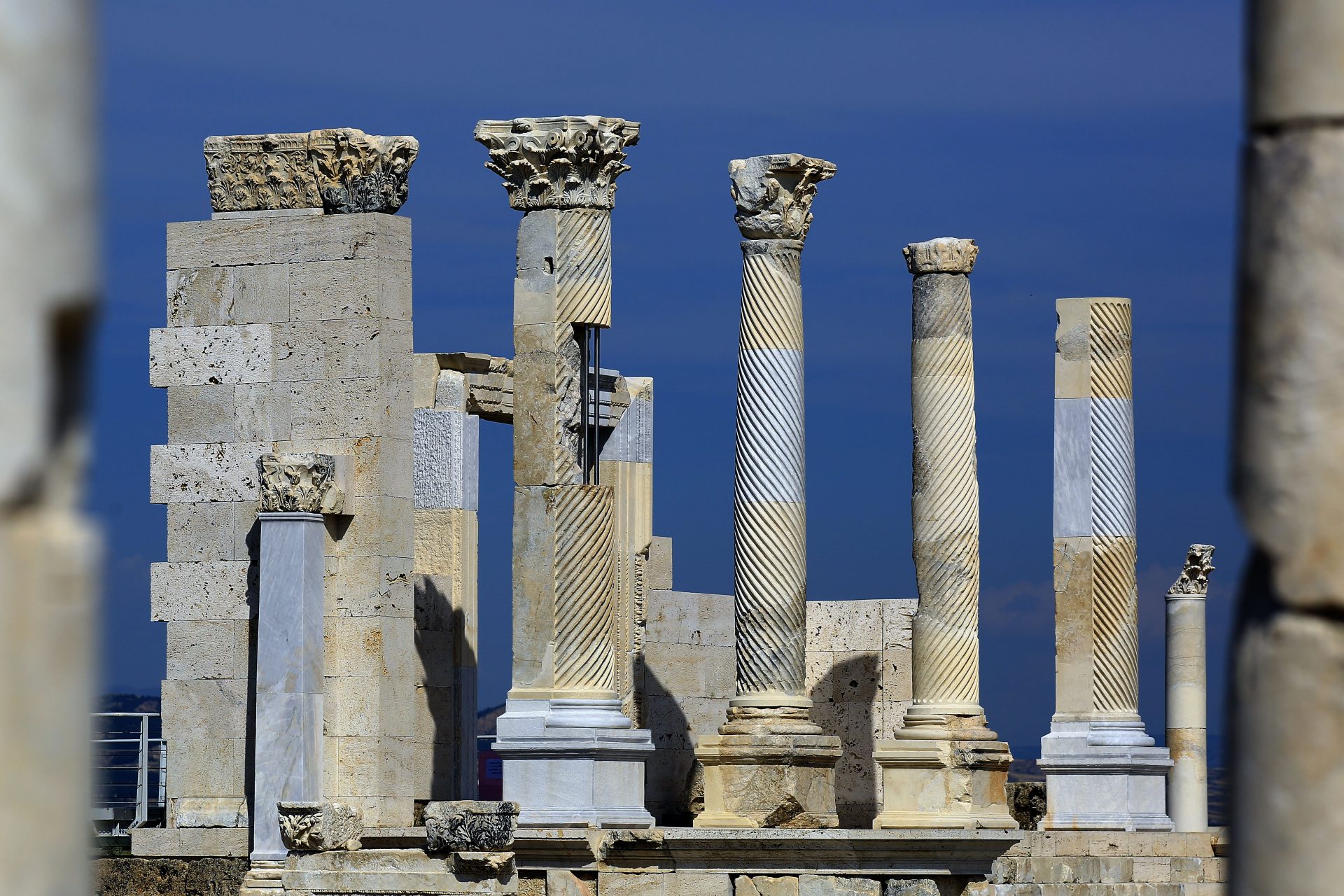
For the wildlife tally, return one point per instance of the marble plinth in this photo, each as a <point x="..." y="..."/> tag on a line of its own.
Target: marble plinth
<point x="769" y="780"/>
<point x="568" y="776"/>
<point x="944" y="782"/>
<point x="1104" y="776"/>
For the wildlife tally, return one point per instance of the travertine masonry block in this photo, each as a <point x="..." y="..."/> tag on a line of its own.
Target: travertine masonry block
<point x="201" y="413"/>
<point x="206" y="355"/>
<point x="194" y="473"/>
<point x="207" y="590"/>
<point x="214" y="708"/>
<point x="286" y="239"/>
<point x="209" y="649"/>
<point x="201" y="532"/>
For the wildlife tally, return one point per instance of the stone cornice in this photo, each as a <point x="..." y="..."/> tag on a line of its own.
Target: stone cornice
<point x="1194" y="577"/>
<point x="570" y="162"/>
<point x="300" y="482"/>
<point x="774" y="194"/>
<point x="339" y="169"/>
<point x="942" y="255"/>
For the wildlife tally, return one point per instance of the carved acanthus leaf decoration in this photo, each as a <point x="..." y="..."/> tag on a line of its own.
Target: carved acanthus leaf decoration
<point x="558" y="163"/>
<point x="339" y="169"/>
<point x="1194" y="578"/>
<point x="319" y="827"/>
<point x="470" y="825"/>
<point x="774" y="194"/>
<point x="300" y="482"/>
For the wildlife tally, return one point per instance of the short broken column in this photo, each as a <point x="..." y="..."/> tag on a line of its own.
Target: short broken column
<point x="1102" y="771"/>
<point x="944" y="767"/>
<point x="296" y="491"/>
<point x="570" y="755"/>
<point x="771" y="764"/>
<point x="1187" y="692"/>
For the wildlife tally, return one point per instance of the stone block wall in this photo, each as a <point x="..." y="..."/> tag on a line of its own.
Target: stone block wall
<point x="858" y="679"/>
<point x="447" y="458"/>
<point x="286" y="333"/>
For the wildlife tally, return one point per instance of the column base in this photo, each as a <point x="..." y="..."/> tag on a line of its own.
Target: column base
<point x="573" y="776"/>
<point x="769" y="780"/>
<point x="1104" y="776"/>
<point x="264" y="878"/>
<point x="944" y="776"/>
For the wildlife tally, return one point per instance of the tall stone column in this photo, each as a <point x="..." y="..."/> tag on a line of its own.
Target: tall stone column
<point x="570" y="754"/>
<point x="944" y="750"/>
<point x="296" y="491"/>
<point x="1102" y="771"/>
<point x="1187" y="692"/>
<point x="769" y="764"/>
<point x="1288" y="665"/>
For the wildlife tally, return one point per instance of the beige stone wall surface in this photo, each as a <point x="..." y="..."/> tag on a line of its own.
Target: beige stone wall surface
<point x="286" y="333"/>
<point x="858" y="676"/>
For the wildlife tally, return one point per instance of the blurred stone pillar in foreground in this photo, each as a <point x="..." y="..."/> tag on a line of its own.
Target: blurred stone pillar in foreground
<point x="1187" y="692"/>
<point x="1288" y="682"/>
<point x="771" y="764"/>
<point x="49" y="550"/>
<point x="944" y="767"/>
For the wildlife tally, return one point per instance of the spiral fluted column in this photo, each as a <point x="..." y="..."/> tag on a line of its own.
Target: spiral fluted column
<point x="769" y="764"/>
<point x="945" y="498"/>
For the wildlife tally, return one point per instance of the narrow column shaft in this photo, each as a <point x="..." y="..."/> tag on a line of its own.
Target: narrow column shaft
<point x="289" y="673"/>
<point x="769" y="533"/>
<point x="945" y="504"/>
<point x="1096" y="554"/>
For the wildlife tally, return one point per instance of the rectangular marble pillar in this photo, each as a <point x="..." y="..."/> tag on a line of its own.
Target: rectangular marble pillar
<point x="1102" y="770"/>
<point x="447" y="464"/>
<point x="288" y="763"/>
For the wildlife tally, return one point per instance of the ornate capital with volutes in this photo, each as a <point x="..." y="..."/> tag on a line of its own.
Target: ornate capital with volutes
<point x="570" y="162"/>
<point x="300" y="482"/>
<point x="1194" y="578"/>
<point x="337" y="169"/>
<point x="942" y="255"/>
<point x="774" y="194"/>
<point x="319" y="827"/>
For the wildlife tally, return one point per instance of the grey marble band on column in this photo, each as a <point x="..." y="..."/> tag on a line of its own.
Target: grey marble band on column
<point x="288" y="763"/>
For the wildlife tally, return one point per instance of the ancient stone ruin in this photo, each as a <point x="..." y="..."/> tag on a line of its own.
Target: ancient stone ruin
<point x="320" y="586"/>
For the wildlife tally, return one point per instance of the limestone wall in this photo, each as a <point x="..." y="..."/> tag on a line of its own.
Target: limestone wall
<point x="286" y="333"/>
<point x="858" y="665"/>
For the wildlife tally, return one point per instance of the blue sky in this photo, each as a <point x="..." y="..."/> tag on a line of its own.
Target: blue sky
<point x="1089" y="148"/>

__Task to complete__: Rescale the items from the line with "of the ancient" through the last line of the items, both ends included. Write those lines out again, requests included, with every point coordinate in the answers multiplied by 1.45 and rounded to a whole number, halves rounding up.

__Solution for this task__:
For the wildlife tally, return one point per instance of the ancient stone ruin in this photo, each as a <point x="..." y="..."/> tag on a line of its own.
Target: ancient stone ruin
<point x="464" y="850"/>
For the wildlife tally, return one point per instance of the limestone wall in this photo, each as a <point x="..." y="..."/> tag on a line of its own.
Target: limestone wall
<point x="415" y="483"/>
<point x="1244" y="964"/>
For the wildlife tally, return one point per instance of the blue sky in this photo, each as a <point x="..." y="..."/> tag on a line of its own.
Target: blue sky
<point x="1579" y="215"/>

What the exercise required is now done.